Records for this task:
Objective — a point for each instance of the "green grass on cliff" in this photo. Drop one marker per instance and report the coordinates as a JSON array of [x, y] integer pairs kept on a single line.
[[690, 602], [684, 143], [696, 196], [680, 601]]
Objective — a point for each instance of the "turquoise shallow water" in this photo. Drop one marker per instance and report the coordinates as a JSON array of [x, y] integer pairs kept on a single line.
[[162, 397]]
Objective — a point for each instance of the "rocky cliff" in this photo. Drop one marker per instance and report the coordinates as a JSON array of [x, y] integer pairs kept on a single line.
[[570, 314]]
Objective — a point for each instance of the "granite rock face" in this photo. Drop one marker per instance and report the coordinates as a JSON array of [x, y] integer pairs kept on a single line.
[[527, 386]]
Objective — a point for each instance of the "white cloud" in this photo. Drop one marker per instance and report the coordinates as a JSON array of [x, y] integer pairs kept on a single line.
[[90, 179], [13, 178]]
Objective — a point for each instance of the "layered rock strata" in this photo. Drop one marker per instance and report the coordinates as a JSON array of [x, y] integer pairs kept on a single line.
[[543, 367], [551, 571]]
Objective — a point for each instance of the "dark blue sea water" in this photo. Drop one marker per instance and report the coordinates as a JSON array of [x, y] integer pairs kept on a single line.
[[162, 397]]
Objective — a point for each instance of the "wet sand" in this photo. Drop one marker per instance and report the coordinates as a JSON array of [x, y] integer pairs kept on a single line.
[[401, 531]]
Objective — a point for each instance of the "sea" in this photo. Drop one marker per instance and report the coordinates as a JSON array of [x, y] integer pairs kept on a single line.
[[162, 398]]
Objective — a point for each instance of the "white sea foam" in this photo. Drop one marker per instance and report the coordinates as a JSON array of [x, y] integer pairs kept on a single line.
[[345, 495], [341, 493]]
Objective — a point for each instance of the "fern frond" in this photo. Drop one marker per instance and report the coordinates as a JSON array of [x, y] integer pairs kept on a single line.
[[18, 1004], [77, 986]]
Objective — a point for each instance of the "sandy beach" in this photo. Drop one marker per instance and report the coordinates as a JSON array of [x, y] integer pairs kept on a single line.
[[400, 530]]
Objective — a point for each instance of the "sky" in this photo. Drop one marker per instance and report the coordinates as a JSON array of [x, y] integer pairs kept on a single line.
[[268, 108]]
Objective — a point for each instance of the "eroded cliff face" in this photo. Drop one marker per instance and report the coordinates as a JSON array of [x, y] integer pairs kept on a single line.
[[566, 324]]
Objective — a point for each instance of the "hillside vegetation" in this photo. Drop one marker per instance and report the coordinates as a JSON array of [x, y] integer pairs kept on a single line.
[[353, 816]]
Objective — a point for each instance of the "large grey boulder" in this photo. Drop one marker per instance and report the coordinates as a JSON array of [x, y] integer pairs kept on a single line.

What needs to be done:
Could you return the complete set of entries exactly?

Answer for the task:
Objective — a point for each instance of the "green grass on cliff" in this photo. Drop one marker per instance and report the coordinates as a JSON array of [x, y] integer pairs kept on a single line.
[[690, 602], [684, 143], [696, 196], [680, 601]]
Objective — a point for each instance of the "turquoise shallow water" in this photo. Drop one marker per instance and report the coordinates as a JSON array of [x, y] integer pairs kept on a single line.
[[162, 397]]
Objective — a point for each instance of the "rocky cliff" in this photo. Drop one marker per instance and report the coordinates as a JSON array of [x, y] integer pairs kept on a single line.
[[570, 314]]
Objective — a point for each instance of the "granite rock face" in this photo. Drop one marker per instance and report the coordinates as a JSON array of [x, y] integer pairs kept on a single line.
[[527, 386]]
Objective — a point for each instance of the "white cloud" in this photo. Drop one marker per instance and report the coordinates as a JSON array of [x, y] integer pairs kept on a single line.
[[90, 179], [13, 178]]
Objective — a point for each instance of the "layered rock strata" in this photo. Drop one marker per instance and report the coordinates as a JSON array of [x, y] integer pairs kept on a single line.
[[543, 367], [551, 571]]
Objective — a point for each instance of the "dark blue sea water" in this photo. Drop one marker per instance and report the coordinates as a JSON array of [x, y] integer pairs kept on a single line.
[[162, 397]]
Objective — a point for each instance of the "wet sand" in this photo. Drop one marker per instance and report the coordinates as a JSON array of [x, y] integer pairs kept on a single line.
[[401, 531]]
Objective — a point for each instance of the "sea" in this photo. Drop one marker per instance and report the coordinates as a JSON array of [x, y] integer pairs kept on a single line.
[[162, 398]]
Objective — a point for each instance of the "white sea foam" in this photo. Drop one marker per instance and report the coordinates as a JSON array of [x, y] integer pairs kept on a single line.
[[345, 495], [341, 493]]
Objective — a point for each instance of the "fern frond" in this photo. Drop one marker per instance and report the coordinates as a JSON array of [x, y] integer pairs kept on a single line.
[[18, 1004], [77, 986]]
Objective — a point for each instance of the "sandy beach" in this photo. Drop one marker per instance and report the coordinates as a JSON array of [x, y] integer pairs kept on a single line.
[[400, 530]]
Objective — a point for each instance of the "sky" in this photo. Drop one marker per instance and report the coordinates as a JSON array of [x, y] integer pairs kept on a single line.
[[268, 108]]
Objective — a point for each instance of the "eroded cliff face" in this photo. Drop one marker per instance and report the coordinates as a JSON array of [x, y] integer pairs kept on a single line.
[[566, 324]]
Objective — a point for each instance of the "hillside vegetation" in this photo. Drop one marker per instance and report the coordinates as a JSON array of [x, y] integer pairs kept on a single line.
[[353, 816]]
Objective — a point for each instance of the "large grey boulder" in this photo. Drop one marker per instance and report the coordinates as a JSON array of [x, y] integer pairs kept on a single line.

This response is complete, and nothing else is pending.